Instruction
Copy every one of the records below word for word, keeping each line in its original order.

.....

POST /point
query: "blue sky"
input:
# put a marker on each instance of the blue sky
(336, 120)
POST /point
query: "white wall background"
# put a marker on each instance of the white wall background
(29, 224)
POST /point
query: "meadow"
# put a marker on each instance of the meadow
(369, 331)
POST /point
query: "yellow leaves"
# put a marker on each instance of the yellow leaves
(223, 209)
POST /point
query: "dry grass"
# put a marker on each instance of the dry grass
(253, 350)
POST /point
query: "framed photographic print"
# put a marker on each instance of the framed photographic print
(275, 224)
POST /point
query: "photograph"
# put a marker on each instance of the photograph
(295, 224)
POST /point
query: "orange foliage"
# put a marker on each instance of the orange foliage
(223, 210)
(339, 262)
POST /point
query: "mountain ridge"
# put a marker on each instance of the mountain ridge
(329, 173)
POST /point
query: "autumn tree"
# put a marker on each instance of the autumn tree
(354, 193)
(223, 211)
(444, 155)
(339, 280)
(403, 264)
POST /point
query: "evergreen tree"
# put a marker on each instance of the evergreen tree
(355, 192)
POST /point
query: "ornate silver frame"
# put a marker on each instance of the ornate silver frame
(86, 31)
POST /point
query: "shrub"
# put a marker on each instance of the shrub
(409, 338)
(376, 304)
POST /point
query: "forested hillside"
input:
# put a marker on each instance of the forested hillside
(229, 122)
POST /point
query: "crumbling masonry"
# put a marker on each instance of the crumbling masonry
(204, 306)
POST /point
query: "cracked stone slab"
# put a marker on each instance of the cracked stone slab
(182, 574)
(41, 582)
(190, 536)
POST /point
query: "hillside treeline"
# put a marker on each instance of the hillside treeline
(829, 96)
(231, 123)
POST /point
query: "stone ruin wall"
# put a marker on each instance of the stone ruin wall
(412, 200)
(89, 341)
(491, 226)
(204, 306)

.....

Response below
POST /point
query: "blue sky"
input:
# put a marker on each instance of the blue sky
(336, 120)
POST /point
query: "white wall background"
# put a marker on each instance of the white wall background
(29, 224)
POST /point
query: "meadow"
# put a marker on each instance of the meadow
(369, 331)
POST /point
query: "yellow leaves"
# put a marker on each instance of the yellow leaves
(223, 209)
POST /point
query: "dry grass"
# put a marker on each instance of the dry grass
(253, 350)
POST /point
query: "framed photographic print"
# put a marker on each instance of the framed photographic print
(275, 224)
POST /point
query: "photograph"
# put a marker on each instance of the photograph
(295, 224)
POST /point
query: "orange foliage"
# put a marker on each instance of the orange foliage
(223, 210)
(339, 262)
POST /point
query: "mountain ridge"
# put a marker on each instance of the mountain ridge
(329, 173)
POST /point
query: "autumn tree"
# put a marker on each instance of the autumn tree
(354, 193)
(223, 211)
(444, 155)
(339, 280)
(403, 264)
POST /point
query: "evergreen tree"
# put a marker on each instance of the evergreen tree
(355, 192)
POST /point
query: "ornate silver frame"
# put a marker on each instance of the ornate silver frame
(86, 31)
POST /point
query: "shrub"
# put a marker on each instance of the shrub
(409, 338)
(376, 304)
POST /point
query: "forested hillside"
input:
# put a marker on each instance of the forested hillside
(229, 122)
POST /point
query: "crumbling masonry"
# put a marker on each instance of the crumbling masonry
(204, 306)
POST /point
query: "cracked stone slab"
# put a marker on each instance of the cracked stone slab
(182, 574)
(41, 582)
(190, 536)
POST /point
query: "hillside treeline"
# put a marker on each instance of the hillside treeline
(829, 96)
(231, 123)
POST /point
query: "stone ruin wall"
# put a marker on each instance of the stone ruin wall
(412, 200)
(89, 341)
(491, 226)
(204, 306)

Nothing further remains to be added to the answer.